## begin Given passage

The whigs here are very happy in falling in with your sentiments, as will appear when their reply shall fall into your hands. I remain, with great sincerity and esteem,

Dear Sir,

ELBRIDGE GERRY. Samuel Adams, Esq.

A minute and extensive correspondence was maintained by the patriots of that day on the constantly recurring questions of popular rights in which the interests of the province were discussed, measures of resistance determined, and a common sentiment excited among the people, which secured on proper occasions a wonderful unanimity both of acts and expression.

Without the authority or emoluments of office men of education and character voluntarily devoted themselves to incessant and indefatigable labour, and left no effort unattempted which could inform or encourage the people. Their instructions were every where received as orders, and their requests as laws. As the power of the magistracy was diminished that of voluntary patriotism acquired strength. Resistance was organized, directed, limited and controlled ; and rebellion, which might then almost be said to have commenced, had none of the extravagance of anarchy in the hazardous period of its inception.

Mr. Gerry entered into the arrangements of the leaders of the province with his natural ardour, and devoted himself to the occasion with a perseverance and assiduity which could have left him little opportunity for other concerns.

A committee of correspondence was that year established at Marblehead, which maintained a regular intercourse with the great central committee at Boston and with other distinguished agents of the people, the chief labour of which devolved on Mr. Gerry.

CHAPTER II.

Re-elected to General Court........Mr. Adams' Motion........Affairs

in Marblehead.

## end Given passage
## begin Data excerpts

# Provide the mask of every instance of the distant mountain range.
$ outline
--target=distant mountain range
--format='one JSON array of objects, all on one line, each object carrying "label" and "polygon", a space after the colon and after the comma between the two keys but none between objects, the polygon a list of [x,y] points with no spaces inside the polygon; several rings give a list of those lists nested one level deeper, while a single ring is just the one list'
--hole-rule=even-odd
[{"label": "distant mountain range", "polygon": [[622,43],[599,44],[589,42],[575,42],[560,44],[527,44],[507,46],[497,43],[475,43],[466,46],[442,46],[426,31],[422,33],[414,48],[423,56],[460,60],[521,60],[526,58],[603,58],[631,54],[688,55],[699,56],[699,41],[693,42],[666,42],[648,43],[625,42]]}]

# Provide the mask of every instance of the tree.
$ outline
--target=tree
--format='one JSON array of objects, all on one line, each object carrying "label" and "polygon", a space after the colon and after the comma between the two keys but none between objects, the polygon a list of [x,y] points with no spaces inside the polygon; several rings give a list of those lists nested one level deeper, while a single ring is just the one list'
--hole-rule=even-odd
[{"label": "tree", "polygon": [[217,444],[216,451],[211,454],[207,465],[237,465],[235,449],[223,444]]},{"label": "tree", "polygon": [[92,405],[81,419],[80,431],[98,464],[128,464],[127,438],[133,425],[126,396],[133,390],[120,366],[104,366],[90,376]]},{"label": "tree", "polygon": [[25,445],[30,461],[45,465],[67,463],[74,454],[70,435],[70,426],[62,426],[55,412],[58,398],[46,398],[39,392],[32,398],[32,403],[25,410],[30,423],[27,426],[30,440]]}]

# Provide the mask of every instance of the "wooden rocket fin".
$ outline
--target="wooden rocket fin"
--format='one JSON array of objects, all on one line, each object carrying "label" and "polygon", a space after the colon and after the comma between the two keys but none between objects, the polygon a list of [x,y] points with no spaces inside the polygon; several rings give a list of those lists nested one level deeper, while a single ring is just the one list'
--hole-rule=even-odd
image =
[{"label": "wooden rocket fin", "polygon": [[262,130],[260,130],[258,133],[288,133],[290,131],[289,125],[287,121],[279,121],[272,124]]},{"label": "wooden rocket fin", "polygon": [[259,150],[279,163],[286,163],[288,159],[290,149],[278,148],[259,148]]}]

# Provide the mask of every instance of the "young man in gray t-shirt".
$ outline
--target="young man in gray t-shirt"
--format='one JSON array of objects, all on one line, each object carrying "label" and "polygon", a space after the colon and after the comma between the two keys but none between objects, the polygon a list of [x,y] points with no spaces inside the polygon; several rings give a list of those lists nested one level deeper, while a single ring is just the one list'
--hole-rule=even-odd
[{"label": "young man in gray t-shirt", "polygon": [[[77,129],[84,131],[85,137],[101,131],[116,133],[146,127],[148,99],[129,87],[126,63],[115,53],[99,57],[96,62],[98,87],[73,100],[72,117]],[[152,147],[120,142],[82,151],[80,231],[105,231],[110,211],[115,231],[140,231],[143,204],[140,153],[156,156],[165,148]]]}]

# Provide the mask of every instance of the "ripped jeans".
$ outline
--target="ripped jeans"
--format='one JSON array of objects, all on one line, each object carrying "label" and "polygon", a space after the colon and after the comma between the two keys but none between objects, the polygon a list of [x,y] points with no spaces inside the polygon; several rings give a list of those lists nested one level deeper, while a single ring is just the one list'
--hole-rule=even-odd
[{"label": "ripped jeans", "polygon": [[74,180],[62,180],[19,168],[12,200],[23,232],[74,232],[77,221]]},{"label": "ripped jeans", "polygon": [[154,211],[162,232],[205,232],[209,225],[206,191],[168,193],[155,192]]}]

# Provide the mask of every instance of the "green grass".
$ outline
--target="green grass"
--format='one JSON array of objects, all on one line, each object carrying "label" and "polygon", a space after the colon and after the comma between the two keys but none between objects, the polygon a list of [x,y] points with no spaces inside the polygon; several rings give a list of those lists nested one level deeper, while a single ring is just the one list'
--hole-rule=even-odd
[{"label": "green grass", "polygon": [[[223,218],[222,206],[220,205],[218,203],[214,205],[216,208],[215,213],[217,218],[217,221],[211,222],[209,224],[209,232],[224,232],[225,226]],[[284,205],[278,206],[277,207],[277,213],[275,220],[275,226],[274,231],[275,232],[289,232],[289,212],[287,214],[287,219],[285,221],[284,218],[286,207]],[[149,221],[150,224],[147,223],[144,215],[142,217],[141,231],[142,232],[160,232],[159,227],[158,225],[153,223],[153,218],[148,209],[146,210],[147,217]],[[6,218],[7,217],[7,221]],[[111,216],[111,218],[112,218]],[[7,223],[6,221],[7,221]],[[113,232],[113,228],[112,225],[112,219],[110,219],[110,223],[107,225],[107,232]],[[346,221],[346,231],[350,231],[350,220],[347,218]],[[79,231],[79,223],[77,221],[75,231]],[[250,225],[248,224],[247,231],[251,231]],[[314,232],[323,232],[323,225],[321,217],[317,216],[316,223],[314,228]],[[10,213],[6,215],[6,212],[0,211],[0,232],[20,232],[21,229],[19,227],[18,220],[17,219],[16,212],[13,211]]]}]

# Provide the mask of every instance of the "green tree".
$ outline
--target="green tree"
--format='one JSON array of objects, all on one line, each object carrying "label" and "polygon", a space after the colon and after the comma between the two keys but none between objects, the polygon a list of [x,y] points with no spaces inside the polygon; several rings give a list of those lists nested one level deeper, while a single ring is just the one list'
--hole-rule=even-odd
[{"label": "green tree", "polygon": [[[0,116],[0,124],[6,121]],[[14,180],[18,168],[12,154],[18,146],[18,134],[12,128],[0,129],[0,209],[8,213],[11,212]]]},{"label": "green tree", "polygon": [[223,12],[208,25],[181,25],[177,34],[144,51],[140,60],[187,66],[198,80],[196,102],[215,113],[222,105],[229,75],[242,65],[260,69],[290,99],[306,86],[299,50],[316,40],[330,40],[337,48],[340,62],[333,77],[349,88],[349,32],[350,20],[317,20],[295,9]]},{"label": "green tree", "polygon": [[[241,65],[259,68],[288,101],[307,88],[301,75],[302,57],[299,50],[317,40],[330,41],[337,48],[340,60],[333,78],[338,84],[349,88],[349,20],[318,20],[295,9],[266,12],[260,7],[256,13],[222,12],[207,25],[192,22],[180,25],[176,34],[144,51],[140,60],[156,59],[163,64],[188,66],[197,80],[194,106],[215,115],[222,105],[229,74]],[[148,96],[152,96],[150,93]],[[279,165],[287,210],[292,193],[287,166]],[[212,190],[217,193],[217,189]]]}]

## end Data excerpts

Reproduce the passage on Elbridge Gerry and the patriots' correspondence word for word, from start to finish.

The whigs here are very happy in falling in with your sentiments, as will appear when their reply shall fall into your hands. I remain, with great sincerity and esteem,

Dear Sir,

ELBRIDGE GERRY. Samuel Adams, Esq.

A minute and extensive correspondence was maintained by the patriots of that day on the constantly recurring questions of popular rights in which the interests of the province were discussed, measures of resistance determined, and a common sentiment excited among the people, which secured on proper occasions a wonderful unanimity both of acts and expression.

Without the authority or emoluments of office men of education and character voluntarily devoted themselves to incessant and indefatigable labour, and left no effort unattempted which could inform or encourage the people. Their instructions were every where received as orders, and their requests as laws. As the power of the magistracy was diminished that of voluntary patriotism acquired strength. Resistance was organized, directed, limited and controlled ; and rebellion, which might then almost be said to have commenced, had none of the extravagance of anarchy in the hazardous period of its inception.

Mr. Gerry entered into the arrangements of the leaders of the province with his natural ardour, and devoted himself to the occasion with a perseverance and assiduity which could have left him little opportunity for other concerns.

A committee of correspondence was that year established at Marblehead, which maintained a regular intercourse with the great central committee at Boston and with other distinguished agents of the people, the chief labour of which devolved on Mr. Gerry.

CHAPTER II.

Re-elected to General Court........Mr. Adams' Motion........Affairs

in Marblehead.